Would you retype, word for word, the line with "Target: suit jacket" and every line after it through the end of the records below?

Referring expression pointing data
● ● ● ●

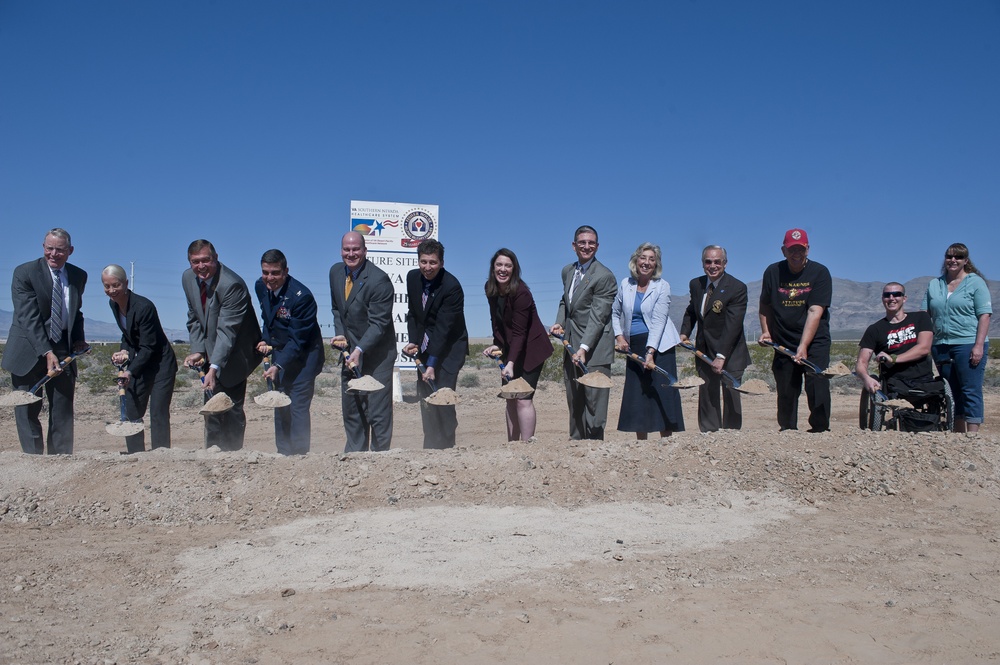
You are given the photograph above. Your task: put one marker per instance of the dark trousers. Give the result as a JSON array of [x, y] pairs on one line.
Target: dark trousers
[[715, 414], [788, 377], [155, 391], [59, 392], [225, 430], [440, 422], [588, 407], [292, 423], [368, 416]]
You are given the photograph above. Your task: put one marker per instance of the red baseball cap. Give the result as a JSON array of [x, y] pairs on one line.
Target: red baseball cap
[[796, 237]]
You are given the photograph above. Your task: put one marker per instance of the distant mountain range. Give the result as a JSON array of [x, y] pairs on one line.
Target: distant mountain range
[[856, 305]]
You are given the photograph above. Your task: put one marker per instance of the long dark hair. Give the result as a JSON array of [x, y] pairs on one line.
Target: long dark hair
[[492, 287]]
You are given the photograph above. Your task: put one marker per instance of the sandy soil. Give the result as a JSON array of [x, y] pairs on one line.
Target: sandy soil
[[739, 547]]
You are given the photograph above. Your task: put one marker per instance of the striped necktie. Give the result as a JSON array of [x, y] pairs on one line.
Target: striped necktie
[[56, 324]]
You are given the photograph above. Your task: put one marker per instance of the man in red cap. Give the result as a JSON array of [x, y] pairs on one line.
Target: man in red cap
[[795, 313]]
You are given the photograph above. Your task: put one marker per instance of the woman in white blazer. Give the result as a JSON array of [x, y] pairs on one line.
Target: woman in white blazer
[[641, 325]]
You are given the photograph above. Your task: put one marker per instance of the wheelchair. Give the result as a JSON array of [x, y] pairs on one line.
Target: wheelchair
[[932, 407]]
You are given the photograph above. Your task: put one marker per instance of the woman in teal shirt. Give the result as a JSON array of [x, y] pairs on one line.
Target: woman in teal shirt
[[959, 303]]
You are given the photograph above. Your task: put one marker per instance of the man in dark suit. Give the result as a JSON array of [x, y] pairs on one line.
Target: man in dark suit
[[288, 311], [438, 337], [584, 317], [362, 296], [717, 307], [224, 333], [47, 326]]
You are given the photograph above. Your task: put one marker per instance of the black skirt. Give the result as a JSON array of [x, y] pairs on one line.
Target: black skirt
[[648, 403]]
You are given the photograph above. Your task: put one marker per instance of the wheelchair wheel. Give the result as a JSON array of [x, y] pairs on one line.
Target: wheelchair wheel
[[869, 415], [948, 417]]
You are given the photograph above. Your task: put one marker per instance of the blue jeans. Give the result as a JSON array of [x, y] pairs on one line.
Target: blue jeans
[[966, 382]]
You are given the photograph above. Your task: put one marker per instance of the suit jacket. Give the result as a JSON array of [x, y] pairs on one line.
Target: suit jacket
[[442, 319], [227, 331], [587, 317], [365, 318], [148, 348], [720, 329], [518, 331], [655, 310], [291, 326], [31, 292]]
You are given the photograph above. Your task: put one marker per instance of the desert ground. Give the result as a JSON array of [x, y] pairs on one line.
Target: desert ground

● ● ● ●

*Written solution*.
Target: suit jacket
[[442, 319], [227, 331], [587, 317], [365, 318], [148, 348], [720, 329], [518, 331], [655, 310], [291, 326], [31, 292]]
You are given the photograph above. Your task: put one marker per instance of the desert ground. Give the result as a JSON array of [x, y] pairs on one line.
Target: desert ground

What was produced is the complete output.